AIM OF THE TASK >>
Output only the lines below from the one containing "target | white tea bowl" to the one containing "sample | (362,325)", exactly as written, both ends kept.

[Collection entries]
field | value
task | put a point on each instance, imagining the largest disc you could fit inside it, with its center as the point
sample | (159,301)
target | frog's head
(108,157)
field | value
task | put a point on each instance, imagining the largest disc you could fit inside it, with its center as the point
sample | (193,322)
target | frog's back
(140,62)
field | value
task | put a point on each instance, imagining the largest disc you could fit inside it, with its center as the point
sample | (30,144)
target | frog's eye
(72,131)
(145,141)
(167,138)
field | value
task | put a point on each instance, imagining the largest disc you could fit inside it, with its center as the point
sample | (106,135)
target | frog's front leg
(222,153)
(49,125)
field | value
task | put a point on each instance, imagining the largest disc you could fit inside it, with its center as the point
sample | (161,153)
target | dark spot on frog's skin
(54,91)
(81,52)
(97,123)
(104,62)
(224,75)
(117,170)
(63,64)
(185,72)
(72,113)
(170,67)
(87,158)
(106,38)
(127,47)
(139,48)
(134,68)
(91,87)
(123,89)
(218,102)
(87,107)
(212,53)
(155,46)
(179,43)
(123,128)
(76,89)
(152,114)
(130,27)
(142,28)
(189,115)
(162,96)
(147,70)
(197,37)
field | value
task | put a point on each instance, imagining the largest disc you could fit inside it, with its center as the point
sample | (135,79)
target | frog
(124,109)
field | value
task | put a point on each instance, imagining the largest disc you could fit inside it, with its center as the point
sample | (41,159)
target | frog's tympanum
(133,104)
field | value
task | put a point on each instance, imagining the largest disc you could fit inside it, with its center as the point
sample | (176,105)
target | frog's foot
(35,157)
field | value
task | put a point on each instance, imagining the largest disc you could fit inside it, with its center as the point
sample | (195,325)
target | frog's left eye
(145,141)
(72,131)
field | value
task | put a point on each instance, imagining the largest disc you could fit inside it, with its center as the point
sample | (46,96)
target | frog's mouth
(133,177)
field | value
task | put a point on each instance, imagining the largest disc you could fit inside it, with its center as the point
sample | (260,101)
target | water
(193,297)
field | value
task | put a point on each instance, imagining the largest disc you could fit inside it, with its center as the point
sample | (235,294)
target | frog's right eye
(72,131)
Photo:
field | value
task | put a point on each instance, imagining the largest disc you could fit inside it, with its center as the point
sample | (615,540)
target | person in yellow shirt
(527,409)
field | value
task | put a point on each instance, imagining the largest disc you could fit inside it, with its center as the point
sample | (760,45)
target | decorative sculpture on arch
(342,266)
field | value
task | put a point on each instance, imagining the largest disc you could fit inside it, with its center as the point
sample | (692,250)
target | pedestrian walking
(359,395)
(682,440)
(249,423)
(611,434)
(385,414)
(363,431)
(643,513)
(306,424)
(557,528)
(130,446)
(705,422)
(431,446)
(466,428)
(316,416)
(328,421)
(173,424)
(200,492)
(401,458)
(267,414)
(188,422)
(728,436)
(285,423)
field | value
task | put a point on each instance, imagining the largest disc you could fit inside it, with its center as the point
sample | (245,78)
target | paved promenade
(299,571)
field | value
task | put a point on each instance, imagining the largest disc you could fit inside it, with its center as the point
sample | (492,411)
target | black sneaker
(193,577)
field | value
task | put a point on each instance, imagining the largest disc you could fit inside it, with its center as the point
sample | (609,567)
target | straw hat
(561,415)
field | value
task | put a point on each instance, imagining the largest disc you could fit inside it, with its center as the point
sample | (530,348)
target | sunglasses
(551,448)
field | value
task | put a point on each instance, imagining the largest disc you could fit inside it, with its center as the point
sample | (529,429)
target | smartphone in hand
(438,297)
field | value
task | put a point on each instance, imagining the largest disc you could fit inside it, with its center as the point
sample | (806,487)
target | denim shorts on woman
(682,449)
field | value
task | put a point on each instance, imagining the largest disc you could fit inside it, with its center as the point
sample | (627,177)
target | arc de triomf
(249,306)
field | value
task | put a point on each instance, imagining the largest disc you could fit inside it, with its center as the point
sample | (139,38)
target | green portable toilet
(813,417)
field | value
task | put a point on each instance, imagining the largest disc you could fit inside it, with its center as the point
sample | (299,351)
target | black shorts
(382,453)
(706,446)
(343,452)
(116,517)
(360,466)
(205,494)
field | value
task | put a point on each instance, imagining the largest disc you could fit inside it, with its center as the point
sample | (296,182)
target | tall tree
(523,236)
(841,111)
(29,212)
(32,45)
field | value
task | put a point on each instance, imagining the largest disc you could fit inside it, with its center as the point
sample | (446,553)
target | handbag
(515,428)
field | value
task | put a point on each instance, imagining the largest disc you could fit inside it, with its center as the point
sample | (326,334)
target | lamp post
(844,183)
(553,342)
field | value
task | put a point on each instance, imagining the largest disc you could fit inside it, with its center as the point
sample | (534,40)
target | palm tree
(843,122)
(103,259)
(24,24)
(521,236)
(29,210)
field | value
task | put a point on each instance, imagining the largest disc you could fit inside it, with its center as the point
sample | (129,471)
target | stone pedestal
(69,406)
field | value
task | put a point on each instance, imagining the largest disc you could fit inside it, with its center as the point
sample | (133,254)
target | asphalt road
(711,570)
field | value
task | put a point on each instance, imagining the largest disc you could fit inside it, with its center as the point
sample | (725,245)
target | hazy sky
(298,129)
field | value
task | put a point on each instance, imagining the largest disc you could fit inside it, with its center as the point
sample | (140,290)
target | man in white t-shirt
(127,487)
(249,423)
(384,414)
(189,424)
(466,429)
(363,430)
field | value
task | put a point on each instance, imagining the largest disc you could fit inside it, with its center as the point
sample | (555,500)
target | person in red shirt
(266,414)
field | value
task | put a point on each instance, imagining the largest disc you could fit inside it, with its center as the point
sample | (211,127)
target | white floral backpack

...

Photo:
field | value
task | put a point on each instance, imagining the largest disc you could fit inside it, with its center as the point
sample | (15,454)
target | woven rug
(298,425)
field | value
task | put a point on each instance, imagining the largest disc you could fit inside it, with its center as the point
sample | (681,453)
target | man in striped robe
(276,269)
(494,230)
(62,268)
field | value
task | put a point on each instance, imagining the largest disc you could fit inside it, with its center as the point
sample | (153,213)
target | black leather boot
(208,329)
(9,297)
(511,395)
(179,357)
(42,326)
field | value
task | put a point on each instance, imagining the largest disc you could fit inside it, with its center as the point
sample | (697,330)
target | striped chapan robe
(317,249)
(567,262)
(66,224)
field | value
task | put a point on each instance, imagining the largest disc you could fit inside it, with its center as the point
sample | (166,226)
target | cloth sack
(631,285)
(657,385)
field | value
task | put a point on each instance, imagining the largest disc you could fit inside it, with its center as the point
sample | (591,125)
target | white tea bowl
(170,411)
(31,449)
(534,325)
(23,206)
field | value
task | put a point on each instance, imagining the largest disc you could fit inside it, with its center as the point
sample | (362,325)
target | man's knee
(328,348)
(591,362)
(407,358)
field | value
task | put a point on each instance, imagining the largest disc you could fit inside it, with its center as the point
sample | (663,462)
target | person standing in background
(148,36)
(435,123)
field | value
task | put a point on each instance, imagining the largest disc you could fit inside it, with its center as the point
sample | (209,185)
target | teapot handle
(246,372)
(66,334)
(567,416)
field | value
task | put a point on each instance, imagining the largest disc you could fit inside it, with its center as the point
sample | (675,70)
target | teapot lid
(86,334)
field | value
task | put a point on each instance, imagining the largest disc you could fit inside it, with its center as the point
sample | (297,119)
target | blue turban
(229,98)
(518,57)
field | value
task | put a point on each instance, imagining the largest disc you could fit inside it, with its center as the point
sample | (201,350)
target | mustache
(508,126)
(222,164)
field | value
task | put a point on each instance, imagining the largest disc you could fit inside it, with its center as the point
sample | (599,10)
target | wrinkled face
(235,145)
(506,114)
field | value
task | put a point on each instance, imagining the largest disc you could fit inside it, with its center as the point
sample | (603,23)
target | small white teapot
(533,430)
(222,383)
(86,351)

TASK OUTPUT >>
target | white tea bowl
(170,411)
(31,449)
(534,325)
(23,206)
field | value
task | put a point on each instance, imagining the largest disc you could fit inside it, with its center as the point
sample | (362,325)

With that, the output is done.